__Objective__. Identify each line of the data below that contains the word "wall", and copy every such line in full.

__Data__.
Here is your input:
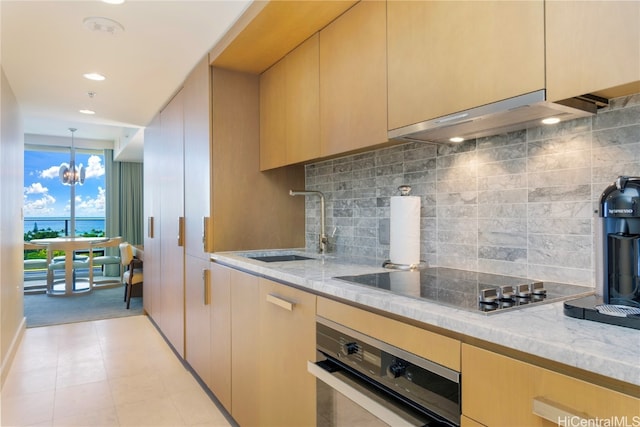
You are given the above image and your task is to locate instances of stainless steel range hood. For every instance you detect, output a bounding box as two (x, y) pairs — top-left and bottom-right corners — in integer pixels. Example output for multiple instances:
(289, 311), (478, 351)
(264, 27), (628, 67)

==

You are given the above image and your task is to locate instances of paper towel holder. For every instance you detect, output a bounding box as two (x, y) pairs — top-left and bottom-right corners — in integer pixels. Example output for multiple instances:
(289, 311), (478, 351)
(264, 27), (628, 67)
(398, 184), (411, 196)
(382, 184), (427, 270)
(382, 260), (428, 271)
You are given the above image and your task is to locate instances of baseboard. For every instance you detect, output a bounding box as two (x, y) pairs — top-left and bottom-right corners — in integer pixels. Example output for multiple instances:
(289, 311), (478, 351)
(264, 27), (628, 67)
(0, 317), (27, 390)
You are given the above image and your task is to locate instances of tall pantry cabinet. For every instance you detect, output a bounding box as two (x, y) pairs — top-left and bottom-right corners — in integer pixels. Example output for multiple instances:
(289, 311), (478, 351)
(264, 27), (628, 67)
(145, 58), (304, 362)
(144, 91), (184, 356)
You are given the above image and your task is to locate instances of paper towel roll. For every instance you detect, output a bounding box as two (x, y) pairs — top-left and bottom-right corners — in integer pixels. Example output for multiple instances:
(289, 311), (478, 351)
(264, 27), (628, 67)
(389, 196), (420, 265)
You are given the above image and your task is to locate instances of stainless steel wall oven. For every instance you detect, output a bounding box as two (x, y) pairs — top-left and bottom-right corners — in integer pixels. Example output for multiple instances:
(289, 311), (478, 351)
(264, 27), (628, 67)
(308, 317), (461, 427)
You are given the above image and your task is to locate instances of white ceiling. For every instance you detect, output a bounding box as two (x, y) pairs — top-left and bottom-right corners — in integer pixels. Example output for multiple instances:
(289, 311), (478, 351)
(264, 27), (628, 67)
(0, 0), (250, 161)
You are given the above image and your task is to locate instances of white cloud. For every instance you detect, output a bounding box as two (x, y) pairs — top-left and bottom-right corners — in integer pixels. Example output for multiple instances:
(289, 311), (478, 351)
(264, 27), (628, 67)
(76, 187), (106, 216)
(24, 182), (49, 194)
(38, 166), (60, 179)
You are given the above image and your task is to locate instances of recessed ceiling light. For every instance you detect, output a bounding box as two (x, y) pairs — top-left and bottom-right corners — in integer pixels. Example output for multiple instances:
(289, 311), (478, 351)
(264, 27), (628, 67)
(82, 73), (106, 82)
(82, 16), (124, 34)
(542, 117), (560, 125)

__Task response__.
You are given the above image and your task is to locate instances of stainless steel wall oven. For every instance you detect, output a bounding box as two (x, y) pairs — top-left and bottom-right corners — in integer pixels. Example output for multiple instances:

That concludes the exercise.